- **TASK TO COMPLETE**: Write out the listing in full, matching it word for word.

Location labeling records:
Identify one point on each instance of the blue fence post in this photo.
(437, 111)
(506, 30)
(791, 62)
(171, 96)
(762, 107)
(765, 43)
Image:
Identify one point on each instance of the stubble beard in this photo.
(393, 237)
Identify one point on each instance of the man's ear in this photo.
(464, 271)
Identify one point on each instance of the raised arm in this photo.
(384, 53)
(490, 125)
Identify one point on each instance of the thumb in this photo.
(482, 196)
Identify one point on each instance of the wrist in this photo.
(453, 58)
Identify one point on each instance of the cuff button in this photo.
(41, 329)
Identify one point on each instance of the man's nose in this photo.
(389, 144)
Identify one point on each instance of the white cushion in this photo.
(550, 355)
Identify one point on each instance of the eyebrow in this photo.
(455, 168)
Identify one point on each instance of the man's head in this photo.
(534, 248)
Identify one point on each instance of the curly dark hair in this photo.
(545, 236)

- **THE SOLUTION**:
Identify one point on each instance of the blue fence post in this photo.
(437, 111)
(506, 30)
(791, 62)
(171, 96)
(762, 107)
(765, 43)
Image:
Identify one point on each instance of the stubble beard in this photo.
(393, 237)
Identify one point on each instance of the man's ear in this photo.
(464, 271)
Identify one point on each instance of the raised arm in this photo.
(384, 53)
(490, 125)
Identify one point on each instance of the thumb in this photo.
(482, 196)
Identify one point on each instance of the wrist in this photo.
(453, 58)
Identify one point on each instance of the cuff button in this photo.
(41, 329)
Identify one point on each instance of the man's nose in this photo.
(389, 144)
Identify one point on each instance of the white cushion in this photo.
(550, 355)
Identify one point on each instance of the eyebrow in this photo.
(455, 168)
Identify one point on each instance of the man's head in this photo.
(534, 248)
Identify one point on each instance of the curly dark hair in this photo.
(545, 236)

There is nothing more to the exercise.